Written problem 1: In the mailing-list post on pushing aggregates below joins, list each distinct node type in the plan that follows "Currently, you get a plan like this:".
Written problem 2: From the rows, extract every line that contains the string "thicket".

Quick Links

Push down Aggregates below joins

From:	Heikki Linnakangas <hlinnaka(at)iki(dot)fi>
To:	pgsql-hackers <pgsql-hackers(at)postgresql(dot)org>
Subject:	Push down Aggregates below joins
Date:	2018-06-20 20:12:51
Message-ID:	c165b72e-8dbb-2a24-291f-113aeb67b76a@iki.fi
Views:	Whole Thread \| Raw Message \| Download mbox \| Resend email
Thread:
Lists:	pgsql-hackers

Currently, the planner always first decides the scan/join order, and
adds Group/Agg nodes on top of the joins. Sometimes it would be legal,
and beneficial, to perform the aggregation below a join. I've been
hacking on a patch to allow that.

For example:

create temp table a (id int4 primary key);
create temp table b (id int4);

insert into a select g from generate_series(1, 1000) g;
insert into b select g/10 from generate_series(1, 10000) g;
analyze a,b;

explain select b.id from a, b where a.id = b.id group by b.id;

Currently, you get a plan like this:

QUERY PLAN
-----------------------------------------------------------------------
HashAggregate (cost=323.64..333.65 rows=1001 width=4)
Group Key: b.id
-> Hash Join (cost=27.50..298.66 rows=9990 width=4)
Hash Cond: (b.id = a.id)
-> Seq Scan on b (cost=0.00..145.00 rows=10000 width=4)
-> Hash (cost=15.00..15.00 rows=1000 width=4)
-> Seq Scan on a (cost=0.00..15.00 rows=1000 width=4)
(7 rows)

With the patch, you get a plan like this:

QUERY PLAN
-------------------------------------------------------------------------
Hash Join (cost=192.52..221.27 rows=9990 width=4)
Hash Cond: (a.id = b.id)

Extracted information:
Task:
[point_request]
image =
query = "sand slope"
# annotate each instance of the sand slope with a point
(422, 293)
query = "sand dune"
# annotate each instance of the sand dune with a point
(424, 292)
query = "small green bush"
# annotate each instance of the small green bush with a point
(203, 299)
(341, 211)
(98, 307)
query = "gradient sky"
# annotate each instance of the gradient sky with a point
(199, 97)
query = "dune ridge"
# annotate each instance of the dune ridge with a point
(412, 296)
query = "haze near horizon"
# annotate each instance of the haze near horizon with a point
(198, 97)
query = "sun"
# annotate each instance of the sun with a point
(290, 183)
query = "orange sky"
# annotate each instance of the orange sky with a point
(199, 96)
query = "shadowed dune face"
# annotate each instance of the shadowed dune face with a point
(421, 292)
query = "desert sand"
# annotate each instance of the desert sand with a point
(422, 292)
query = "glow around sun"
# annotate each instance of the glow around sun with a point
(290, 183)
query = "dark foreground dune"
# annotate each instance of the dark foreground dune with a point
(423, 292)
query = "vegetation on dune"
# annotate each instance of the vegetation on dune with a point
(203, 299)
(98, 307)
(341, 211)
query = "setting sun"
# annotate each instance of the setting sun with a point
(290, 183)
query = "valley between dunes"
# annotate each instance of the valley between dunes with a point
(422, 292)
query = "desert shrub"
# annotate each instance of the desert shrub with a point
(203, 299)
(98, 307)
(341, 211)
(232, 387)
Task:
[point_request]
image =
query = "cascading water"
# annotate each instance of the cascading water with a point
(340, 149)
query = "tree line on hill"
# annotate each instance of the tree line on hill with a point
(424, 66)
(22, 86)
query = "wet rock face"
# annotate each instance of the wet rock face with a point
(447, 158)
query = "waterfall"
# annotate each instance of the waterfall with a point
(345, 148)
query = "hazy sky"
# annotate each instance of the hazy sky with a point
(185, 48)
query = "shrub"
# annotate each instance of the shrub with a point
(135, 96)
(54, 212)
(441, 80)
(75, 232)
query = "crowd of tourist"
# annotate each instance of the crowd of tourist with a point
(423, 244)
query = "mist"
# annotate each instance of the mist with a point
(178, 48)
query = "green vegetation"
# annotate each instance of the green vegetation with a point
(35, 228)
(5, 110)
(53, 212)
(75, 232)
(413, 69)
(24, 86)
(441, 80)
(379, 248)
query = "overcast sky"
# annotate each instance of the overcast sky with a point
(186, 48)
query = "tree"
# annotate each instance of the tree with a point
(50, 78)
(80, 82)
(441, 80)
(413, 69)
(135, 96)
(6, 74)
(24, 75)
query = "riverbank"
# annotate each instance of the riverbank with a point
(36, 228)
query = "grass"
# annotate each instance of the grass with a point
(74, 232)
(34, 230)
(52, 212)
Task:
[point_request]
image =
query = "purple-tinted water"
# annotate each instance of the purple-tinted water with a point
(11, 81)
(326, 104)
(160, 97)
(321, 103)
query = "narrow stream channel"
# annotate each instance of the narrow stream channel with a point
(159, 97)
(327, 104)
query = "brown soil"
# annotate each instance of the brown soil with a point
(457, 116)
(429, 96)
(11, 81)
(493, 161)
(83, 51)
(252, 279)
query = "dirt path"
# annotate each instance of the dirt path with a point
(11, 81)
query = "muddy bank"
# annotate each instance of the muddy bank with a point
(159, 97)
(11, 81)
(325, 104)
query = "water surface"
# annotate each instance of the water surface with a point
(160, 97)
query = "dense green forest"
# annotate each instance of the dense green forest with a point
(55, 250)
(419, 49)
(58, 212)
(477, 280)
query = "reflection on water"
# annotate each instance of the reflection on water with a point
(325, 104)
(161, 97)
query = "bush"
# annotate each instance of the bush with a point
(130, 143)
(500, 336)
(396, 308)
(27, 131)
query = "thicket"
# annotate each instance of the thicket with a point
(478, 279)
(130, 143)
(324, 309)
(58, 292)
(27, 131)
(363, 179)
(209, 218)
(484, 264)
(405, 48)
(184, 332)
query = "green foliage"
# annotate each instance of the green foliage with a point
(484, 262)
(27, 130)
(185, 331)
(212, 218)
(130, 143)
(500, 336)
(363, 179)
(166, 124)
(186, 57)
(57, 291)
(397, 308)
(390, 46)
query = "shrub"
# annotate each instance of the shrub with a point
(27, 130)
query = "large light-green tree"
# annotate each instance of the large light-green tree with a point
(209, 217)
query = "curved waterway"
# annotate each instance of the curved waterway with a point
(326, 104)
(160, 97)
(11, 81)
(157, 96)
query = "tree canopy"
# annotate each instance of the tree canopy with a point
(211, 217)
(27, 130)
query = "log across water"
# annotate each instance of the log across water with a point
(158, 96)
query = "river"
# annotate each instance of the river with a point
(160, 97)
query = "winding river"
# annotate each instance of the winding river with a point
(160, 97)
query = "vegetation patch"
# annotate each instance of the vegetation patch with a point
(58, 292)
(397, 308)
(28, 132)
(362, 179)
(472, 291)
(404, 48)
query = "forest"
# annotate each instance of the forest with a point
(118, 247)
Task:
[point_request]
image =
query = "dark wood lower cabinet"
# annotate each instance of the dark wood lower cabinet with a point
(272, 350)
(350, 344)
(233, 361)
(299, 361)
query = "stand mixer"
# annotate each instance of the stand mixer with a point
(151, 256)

Task solution 1:
HashAggregate
Hash Join
Seq Scan
Hash

Task solution 2:
query = "thicket"
# annotate each instance of the thicket with a point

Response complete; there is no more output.